**RECORD LIST:**
+ + +
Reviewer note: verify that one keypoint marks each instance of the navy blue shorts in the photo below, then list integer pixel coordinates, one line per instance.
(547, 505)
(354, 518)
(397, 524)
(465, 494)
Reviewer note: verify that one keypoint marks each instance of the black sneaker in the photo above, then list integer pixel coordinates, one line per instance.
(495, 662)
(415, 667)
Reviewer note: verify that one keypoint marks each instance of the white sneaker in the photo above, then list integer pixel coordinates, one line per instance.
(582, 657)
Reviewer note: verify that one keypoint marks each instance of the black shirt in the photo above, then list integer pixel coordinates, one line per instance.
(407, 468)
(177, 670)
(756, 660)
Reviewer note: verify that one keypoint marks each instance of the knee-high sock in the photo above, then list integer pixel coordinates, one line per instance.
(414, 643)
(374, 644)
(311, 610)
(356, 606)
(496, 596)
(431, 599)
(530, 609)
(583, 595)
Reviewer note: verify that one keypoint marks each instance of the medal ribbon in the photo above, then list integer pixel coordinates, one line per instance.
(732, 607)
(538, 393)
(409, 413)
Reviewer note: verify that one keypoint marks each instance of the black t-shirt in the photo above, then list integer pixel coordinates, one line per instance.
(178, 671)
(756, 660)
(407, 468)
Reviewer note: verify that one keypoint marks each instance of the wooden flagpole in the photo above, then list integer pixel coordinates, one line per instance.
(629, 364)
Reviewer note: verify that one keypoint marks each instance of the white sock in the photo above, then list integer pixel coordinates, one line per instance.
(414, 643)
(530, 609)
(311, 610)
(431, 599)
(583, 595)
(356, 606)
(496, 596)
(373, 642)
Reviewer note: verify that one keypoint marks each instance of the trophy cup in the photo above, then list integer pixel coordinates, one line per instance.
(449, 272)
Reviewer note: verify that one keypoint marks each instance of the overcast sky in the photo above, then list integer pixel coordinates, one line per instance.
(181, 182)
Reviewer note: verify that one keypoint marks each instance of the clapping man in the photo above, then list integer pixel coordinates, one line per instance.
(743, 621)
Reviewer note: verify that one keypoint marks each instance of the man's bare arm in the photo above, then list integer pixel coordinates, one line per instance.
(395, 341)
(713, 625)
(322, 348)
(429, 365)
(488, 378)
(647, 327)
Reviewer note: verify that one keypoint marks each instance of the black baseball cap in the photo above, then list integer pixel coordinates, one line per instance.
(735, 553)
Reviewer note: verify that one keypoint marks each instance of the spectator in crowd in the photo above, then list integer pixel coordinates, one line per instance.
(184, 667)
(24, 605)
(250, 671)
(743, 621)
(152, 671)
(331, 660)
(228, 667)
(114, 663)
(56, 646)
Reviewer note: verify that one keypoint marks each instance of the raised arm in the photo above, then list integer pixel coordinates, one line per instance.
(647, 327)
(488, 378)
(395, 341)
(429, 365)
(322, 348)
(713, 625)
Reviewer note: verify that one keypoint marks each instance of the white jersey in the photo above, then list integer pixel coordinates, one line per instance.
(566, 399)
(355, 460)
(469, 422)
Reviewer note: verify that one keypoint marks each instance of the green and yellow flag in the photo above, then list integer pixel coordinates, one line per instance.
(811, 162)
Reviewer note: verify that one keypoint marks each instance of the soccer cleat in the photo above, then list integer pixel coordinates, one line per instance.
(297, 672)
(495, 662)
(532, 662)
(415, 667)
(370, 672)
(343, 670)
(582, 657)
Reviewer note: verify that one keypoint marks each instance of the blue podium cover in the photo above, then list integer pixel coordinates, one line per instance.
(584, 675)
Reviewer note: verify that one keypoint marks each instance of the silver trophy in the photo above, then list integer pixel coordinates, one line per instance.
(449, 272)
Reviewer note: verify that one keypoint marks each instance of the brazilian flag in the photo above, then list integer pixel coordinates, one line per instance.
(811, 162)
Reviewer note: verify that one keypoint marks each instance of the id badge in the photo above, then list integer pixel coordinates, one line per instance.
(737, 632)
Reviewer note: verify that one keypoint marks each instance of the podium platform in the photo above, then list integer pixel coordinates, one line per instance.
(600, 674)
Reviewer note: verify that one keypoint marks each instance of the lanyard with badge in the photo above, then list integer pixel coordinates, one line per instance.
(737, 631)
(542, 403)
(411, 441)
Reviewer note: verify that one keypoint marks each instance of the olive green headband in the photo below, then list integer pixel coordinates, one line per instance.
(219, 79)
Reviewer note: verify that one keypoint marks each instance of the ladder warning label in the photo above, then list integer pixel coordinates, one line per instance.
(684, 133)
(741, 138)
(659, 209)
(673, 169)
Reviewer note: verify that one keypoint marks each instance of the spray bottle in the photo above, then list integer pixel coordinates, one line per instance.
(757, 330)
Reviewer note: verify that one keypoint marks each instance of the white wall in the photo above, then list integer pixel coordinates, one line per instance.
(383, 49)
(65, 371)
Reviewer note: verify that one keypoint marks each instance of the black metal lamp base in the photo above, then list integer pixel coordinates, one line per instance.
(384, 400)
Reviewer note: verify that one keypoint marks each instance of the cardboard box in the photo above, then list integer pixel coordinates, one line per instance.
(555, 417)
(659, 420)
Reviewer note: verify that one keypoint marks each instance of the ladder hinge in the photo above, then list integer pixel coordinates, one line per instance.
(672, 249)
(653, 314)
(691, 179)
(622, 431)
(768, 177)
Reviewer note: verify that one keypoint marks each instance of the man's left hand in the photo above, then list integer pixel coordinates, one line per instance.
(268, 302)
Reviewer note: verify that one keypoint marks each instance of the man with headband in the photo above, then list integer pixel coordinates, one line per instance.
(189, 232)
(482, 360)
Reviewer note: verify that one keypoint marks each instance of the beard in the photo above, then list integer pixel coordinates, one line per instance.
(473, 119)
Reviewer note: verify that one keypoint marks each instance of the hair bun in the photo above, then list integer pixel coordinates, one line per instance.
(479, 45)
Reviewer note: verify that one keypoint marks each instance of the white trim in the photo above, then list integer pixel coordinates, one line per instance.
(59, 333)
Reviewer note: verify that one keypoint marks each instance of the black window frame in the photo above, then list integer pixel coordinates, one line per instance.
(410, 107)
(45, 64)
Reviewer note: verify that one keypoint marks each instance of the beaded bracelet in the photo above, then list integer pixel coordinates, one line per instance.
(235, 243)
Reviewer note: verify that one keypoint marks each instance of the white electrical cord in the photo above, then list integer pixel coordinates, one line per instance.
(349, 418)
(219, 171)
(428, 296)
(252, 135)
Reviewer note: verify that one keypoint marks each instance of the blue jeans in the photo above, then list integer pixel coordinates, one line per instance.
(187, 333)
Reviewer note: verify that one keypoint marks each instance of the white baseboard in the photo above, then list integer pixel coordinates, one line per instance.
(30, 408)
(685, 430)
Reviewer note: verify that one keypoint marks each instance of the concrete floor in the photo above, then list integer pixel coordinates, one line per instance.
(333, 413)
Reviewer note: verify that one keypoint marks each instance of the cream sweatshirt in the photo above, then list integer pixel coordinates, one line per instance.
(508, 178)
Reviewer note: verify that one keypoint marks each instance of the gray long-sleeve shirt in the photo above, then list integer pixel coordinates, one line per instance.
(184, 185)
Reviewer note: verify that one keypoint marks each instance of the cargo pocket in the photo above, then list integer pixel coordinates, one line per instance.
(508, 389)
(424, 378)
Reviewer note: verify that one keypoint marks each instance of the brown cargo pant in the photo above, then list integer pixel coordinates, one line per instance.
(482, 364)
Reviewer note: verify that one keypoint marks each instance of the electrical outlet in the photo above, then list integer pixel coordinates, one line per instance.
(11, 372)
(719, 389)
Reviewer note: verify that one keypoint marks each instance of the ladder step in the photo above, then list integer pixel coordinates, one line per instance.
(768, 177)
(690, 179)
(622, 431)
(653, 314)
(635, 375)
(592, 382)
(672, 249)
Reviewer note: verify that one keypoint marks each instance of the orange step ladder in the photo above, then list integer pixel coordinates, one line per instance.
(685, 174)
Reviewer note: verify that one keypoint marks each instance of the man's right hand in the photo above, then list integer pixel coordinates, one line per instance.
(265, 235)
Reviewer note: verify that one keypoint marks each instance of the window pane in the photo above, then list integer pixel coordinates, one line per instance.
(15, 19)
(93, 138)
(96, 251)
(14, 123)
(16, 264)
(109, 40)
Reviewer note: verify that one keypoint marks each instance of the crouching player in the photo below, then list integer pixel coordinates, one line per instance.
+ + +
**SET EXERCISE:** Copy out exactly the lines between the line with "of the gray" and the last line of the entries, counting both of those lines.

**SOLUTION FOR THIS PROBLEM:**
Reviewer note: verify that one keypoint marks each instance of the gray long-sleeve shirt in the photo above, then list integer pixel coordinates, one line per instance.
(184, 185)
Reviewer note: verify that one keypoint marks each instance of the cargo pocket in the photo above, then list integer pixel coordinates, one line per instance.
(508, 389)
(424, 378)
Reviewer note: verify that one keypoint marks each instance of the brown cargo pant in the photo above, then list integer pixel coordinates, one line per instance.
(482, 364)
Reviewer note: verify that one keypoint marks each instance of the electrical outlet in the photo above, then list integer pixel coordinates, one line per instance.
(11, 372)
(719, 389)
Reviewer note: verify that one keypoint marks each instance of the ladder step in the photo above, then list integer pixel coordinates, one line per instance.
(768, 177)
(690, 179)
(622, 431)
(653, 314)
(635, 375)
(592, 382)
(672, 249)
Reviewer note: verify that one keypoint marks each instance of the orange step ladder in the photo above, then list integer pixel coordinates, one line per instance.
(685, 174)
Reviewer note: verify that one keypoint marks each instance of the man's right hand in the photo above, then list integer pixel coordinates, one line per instance.
(265, 235)
Reviewer note: verify that one keypoint marks each instance of the window pane in the photo above, then list integer pixel coordinates, one line per instance.
(15, 19)
(93, 138)
(96, 251)
(14, 123)
(16, 264)
(109, 40)
Reviewer note: verify that one keypoint marks each instance of the crouching player in the photo below, then list integer pixel coordinates, one line per instance.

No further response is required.